**TAREFA**.
Liste, sem repetições e na ordem em que aparecem, todos os nomes próprios de países, instituições e construções mencionados no comentário assinado por "Anônimo" na seleção abaixo.

**SELEÇÃO**.
Incrível como as pessoas não eprcebem isso, e se deixam enganar por discursos e não vão à essência das coisas...

Anônimo disse...

Paulo Roberto,
Sinceramente, não tenho muita certeza se esquerda e fascismo sao ideologias antagônicas. O próprio Mussolini foi militante socialista. "Socialismo democratico", rótulo da moda depois da queda do Muro de Berlim, é propaganda enganosa. Chavez é fascista, mas não deixa de ser esquerdista.
A propósito: parabéns pelo seu trabalho. Sou estudante de relações internacionais nos EUA, e aqui, na Florida International University, tenho contado com vários de seus livros (disponíveis na biblioteca) para a realização de trabalhos sobre história da política externa brasileira e relações Brasil-EUA. Seus trabalhos são definitivamente os mais lúcidos que já se produziu no Brasil sobre esses temas. É um alívio não ter de depender dos Cervos e Vizentinis e aquela conversa toda de dependência, alinhamento automático... Será que algum desses conceitos têm realmente algo de substantivo? O Brasil algumas vez na sua história se alinhou AUTOMATICAMENTE aos EUA?
Enfim, obrigado por trazer luz sobre o estudo da história da política e relações internacionais do Brasil.
Um abraço

Paulo Roberto de Almeida disse...

**TRECHO DE ORIGEM**.

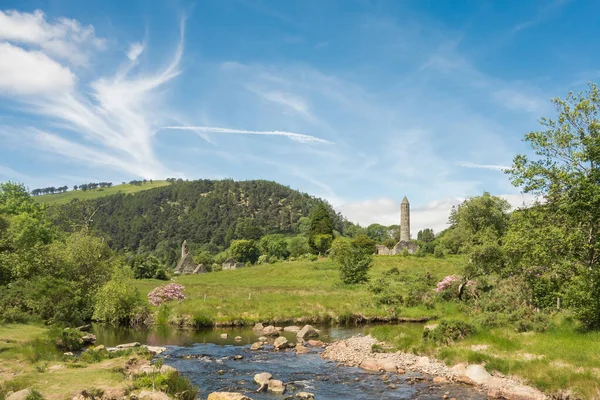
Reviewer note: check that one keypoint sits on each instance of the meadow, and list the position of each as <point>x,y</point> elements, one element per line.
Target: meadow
<point>563,359</point>
<point>299,290</point>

**RESPOSTA ESCRITA**.
- Muro de Berlim
- EUA
- Florida International University
- Brasil